• _WHAT YOU NEED TO DO_
Copy out every line of the material below word for word, leaving out the pictures.

──────── INFORMATION SHOWN ────────

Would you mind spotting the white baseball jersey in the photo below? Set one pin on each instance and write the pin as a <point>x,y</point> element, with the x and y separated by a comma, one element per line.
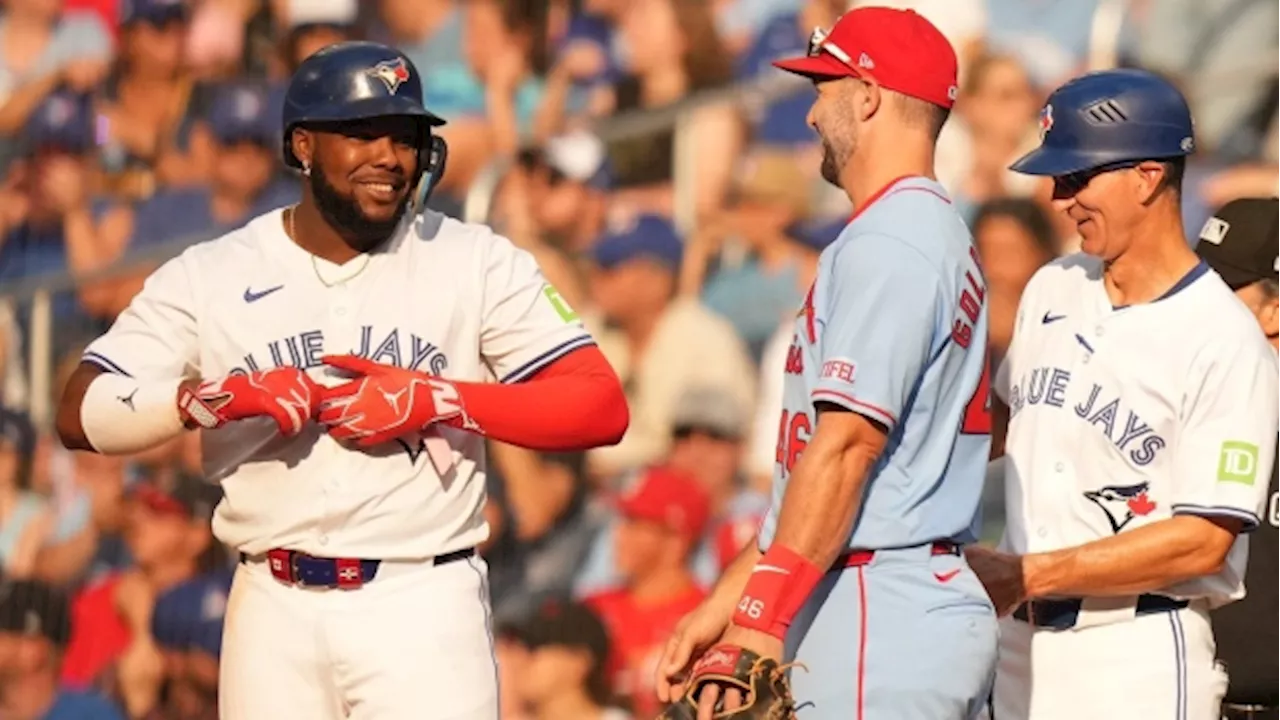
<point>1121,417</point>
<point>440,296</point>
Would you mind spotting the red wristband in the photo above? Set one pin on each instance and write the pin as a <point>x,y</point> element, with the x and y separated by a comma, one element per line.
<point>778,587</point>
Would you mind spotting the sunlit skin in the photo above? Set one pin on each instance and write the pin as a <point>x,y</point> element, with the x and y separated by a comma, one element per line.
<point>360,181</point>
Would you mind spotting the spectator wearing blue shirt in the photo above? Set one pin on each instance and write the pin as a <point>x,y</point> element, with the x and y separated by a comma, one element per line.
<point>784,122</point>
<point>315,24</point>
<point>243,127</point>
<point>48,224</point>
<point>42,48</point>
<point>150,103</point>
<point>35,625</point>
<point>187,625</point>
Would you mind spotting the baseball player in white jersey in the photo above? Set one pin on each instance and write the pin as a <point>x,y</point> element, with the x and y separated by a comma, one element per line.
<point>337,356</point>
<point>1142,404</point>
<point>856,572</point>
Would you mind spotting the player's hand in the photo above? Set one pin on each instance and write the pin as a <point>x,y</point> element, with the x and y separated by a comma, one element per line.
<point>714,698</point>
<point>286,395</point>
<point>695,632</point>
<point>384,402</point>
<point>1001,574</point>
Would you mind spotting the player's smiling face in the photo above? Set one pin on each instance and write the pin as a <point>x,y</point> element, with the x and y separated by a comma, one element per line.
<point>362,173</point>
<point>831,117</point>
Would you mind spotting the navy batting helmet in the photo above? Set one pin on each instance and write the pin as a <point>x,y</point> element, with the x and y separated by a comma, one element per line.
<point>352,81</point>
<point>1107,119</point>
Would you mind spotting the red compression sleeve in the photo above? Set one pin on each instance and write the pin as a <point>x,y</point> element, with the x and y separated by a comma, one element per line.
<point>576,402</point>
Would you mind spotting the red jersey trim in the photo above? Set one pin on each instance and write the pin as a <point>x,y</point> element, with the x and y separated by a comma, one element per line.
<point>855,405</point>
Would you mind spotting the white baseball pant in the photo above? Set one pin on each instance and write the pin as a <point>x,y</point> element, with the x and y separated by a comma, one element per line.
<point>1151,666</point>
<point>415,642</point>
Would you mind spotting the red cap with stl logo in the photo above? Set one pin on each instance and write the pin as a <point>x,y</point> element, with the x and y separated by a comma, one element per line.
<point>897,49</point>
<point>668,497</point>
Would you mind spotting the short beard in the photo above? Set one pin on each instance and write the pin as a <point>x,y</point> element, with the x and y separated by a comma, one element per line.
<point>833,162</point>
<point>343,214</point>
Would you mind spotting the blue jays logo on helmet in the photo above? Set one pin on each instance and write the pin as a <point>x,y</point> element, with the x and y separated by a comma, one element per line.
<point>393,73</point>
<point>1121,504</point>
<point>1046,122</point>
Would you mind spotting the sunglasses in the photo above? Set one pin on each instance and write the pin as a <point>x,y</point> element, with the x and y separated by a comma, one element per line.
<point>1078,181</point>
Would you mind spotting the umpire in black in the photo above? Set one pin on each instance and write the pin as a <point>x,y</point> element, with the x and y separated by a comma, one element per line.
<point>1242,244</point>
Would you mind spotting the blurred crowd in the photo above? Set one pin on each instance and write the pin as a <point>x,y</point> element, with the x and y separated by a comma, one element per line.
<point>129,127</point>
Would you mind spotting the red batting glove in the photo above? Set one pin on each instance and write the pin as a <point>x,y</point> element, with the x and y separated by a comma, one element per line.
<point>286,395</point>
<point>385,402</point>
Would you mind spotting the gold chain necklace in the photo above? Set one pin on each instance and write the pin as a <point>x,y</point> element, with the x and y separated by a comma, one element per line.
<point>315,264</point>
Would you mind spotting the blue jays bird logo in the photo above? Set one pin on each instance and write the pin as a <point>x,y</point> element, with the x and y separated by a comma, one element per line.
<point>1121,504</point>
<point>1046,121</point>
<point>393,73</point>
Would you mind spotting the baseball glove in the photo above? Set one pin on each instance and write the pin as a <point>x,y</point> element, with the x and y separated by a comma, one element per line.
<point>763,683</point>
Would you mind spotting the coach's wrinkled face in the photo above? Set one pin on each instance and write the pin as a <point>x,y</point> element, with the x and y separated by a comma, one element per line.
<point>835,114</point>
<point>361,173</point>
<point>1107,204</point>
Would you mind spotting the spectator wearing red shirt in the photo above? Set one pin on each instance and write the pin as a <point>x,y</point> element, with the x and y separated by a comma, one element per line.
<point>169,537</point>
<point>565,673</point>
<point>663,518</point>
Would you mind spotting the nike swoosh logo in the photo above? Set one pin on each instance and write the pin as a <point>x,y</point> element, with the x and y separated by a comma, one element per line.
<point>250,296</point>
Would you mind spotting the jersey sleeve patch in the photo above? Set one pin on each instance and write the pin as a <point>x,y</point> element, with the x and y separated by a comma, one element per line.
<point>854,405</point>
<point>104,364</point>
<point>1249,519</point>
<point>545,359</point>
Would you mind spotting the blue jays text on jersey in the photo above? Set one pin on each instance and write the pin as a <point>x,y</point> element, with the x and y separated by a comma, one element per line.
<point>1097,406</point>
<point>388,346</point>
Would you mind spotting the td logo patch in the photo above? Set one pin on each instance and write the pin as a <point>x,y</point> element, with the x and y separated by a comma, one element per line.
<point>1238,463</point>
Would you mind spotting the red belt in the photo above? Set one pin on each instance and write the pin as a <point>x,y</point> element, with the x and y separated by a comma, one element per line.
<point>859,557</point>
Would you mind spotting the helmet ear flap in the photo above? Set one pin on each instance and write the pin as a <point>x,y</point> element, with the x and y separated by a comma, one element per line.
<point>432,162</point>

────────

• _COMPLETE OUTPUT_
Would you mind spotting the white baseball jersey in the photo below? Set one pin on each instance and write the pin as a <point>x,y</point> element, with the x and y separated by a comma, one element per line.
<point>1121,417</point>
<point>440,296</point>
Would you mind spotting the red wristband in the photo above? Set one pin on each instance and write the pin as a <point>x,y</point> element, with the x and y separated by a comma, one element per line.
<point>778,587</point>
Would you mind spotting the sunlit skin in the photo above? Set one pin on each instance and write the pin as a <point>x,y</point> element, with the x and y separated by a comma, one element per line.
<point>360,181</point>
Would you mind spotting the spectator wearing blue shirt in the photo above? Set one pin on each instance and write the pin as a <point>x,y</point> element, with the x and y separated by a comma, one element per line.
<point>784,122</point>
<point>315,24</point>
<point>243,127</point>
<point>48,224</point>
<point>42,48</point>
<point>150,103</point>
<point>35,625</point>
<point>187,625</point>
Would you mind spotting the baseball player in white jersey in the photo above? Set one pin on each instance and write the pin as a <point>x,y</point> element, with the x and y separated by a comma, one element per line.
<point>337,356</point>
<point>1142,404</point>
<point>856,572</point>
Would you mind spotting the player's hand in the photo above? Set one pin on each instance and write the pin as a <point>x,y</point> element, with the x and y separated by a comma, one element per line.
<point>714,698</point>
<point>286,395</point>
<point>695,632</point>
<point>384,402</point>
<point>1001,574</point>
Would you mind spotting the player's smiling face in the photo above? Set one pin on each instance and write the pin as a <point>x,y</point> element, with the x and y separated by a comma, one element per line.
<point>362,173</point>
<point>831,117</point>
Would you mind spotting the navy batting helmet in the photo above? Set one pin on each instance and write the pin as a <point>x,y</point> element, with the x and y separated by a comma, one element per line.
<point>352,81</point>
<point>1107,119</point>
Would you mind spotting the red compression sleeve in the photo above? Set one pin on each instance and write the pin as a <point>x,y</point> element, with the x and y separated by a comma, one element per line.
<point>576,402</point>
Would you mind spotting the red jersey trim in the photo above? Set one pin on each instance and write the pin as a <point>x,y</point> element, with the x and y separated by a comma, one element per line.
<point>855,405</point>
Would you mind spotting the white baseball pant in the photo above? Set one pin on each instance and write the pin as a <point>x,y</point> element, with the x and y separated by a comma, one element per line.
<point>1151,666</point>
<point>415,642</point>
Would you mind spotting the red cap with stl logo in the photo above? Set one pin on each instance and write the pin as a <point>x,y</point> element, with the x and y separated by a comma, one element per line.
<point>897,49</point>
<point>668,497</point>
Would you mind spotting the short beard in the photo above? Set one pin on each instance and write the pin as a <point>x,y</point> element, with the x and y separated by a comma, one element per line.
<point>833,162</point>
<point>343,214</point>
Would you mind spotting the blue jays logo on helmet in the photo above? Set one pin on each instance and write the pin as a <point>x,y</point> element, with the x and y separated by a comma, one element per line.
<point>393,73</point>
<point>1121,504</point>
<point>1046,122</point>
Would you mind spotting the sunglasses in the photo above? Set one pin on each instance and write the pin as a <point>x,y</point> element, with the x and y separated by a comma, one element per line.
<point>1078,181</point>
Would you mind spotting the umpire in black in the photo above? Set one pin on each instance and write the pin as a <point>x,y</point> element, with the x and y separated by a comma, one element per line.
<point>1242,244</point>
Would you mind spotting the blurred crowd in the photo above? Set one pin on each instance and write the pin as a <point>x,y</point> element, with the x and y separated by a comma, one element per line.
<point>129,127</point>
Would you mind spotting the red batting glove in the photo above? Set one pin on each instance and write the pin as a <point>x,y</point> element, with the x and y separated by a comma, one element per line.
<point>286,395</point>
<point>385,402</point>
Would you mind spotting the gold chain necklace in the photo above? Set one pin on each instance and write the pin as a <point>x,y</point> element, with the x and y separated by a comma, one element per line.
<point>315,264</point>
Would you mind spotting the blue jays bird logo in the photo above? Set one pin on each instance and write the pin as a <point>x,y</point> element, with the x and y separated by a comma, one element per line.
<point>1121,504</point>
<point>1046,121</point>
<point>393,73</point>
Would you mind spotting the baseball glove in the photo above? Set one pin on each instance and write the pin as a <point>x,y</point> element, with the x and y separated by a comma, one element per line.
<point>763,683</point>
Would you mind spotting the coach's wrinkled face in the photo above? Set one pin on each instance and write the pin as a <point>x,y</point> element, with the x and y separated by a comma, one element per line.
<point>835,114</point>
<point>361,173</point>
<point>1107,204</point>
Would you mind spotting the spectator wearing red shirt in the photo above? Set one pin on each instance and write the pin as a <point>x,y</point> element, with the x and y separated by a comma, one element per line.
<point>169,537</point>
<point>565,673</point>
<point>663,518</point>
Would you mind spotting the nike swoosh logo in the photo above? Set one pin on each instance and write the pin as a <point>x,y</point> element, with the x and y separated by a comma, one element per line.
<point>250,296</point>
Would you mind spotting the jersey sleeve patch in the photo above? Set one pin on each instance and write the pin as a <point>x,y</point> element, with the x and y separated by a comma, one element per line.
<point>854,405</point>
<point>104,364</point>
<point>1249,519</point>
<point>545,359</point>
Would you mind spotting the blue jays text on jersey in the photo above? Set one pin on each instance and write the pin as a <point>x,y</point> element, with the x and y separated by a comma, one element per line.
<point>1097,406</point>
<point>388,346</point>
Would you mind spotting the td logo patch in the photo above? Set one pin on each instance and write the pin as a <point>x,y</point> element, with the x and y separated by a comma, one element per line.
<point>1238,463</point>
Would you mind spotting the red belt in the photo above? Set one pin on each instance and write the pin as a <point>x,y</point> element, with the x and y separated by a comma, one element per line.
<point>859,557</point>
Would you mind spotting the helmet ear flap in the photo above? Set one pin on each instance and write the pin as a <point>x,y</point> element, with the x and y separated by a comma, one element per line.
<point>432,162</point>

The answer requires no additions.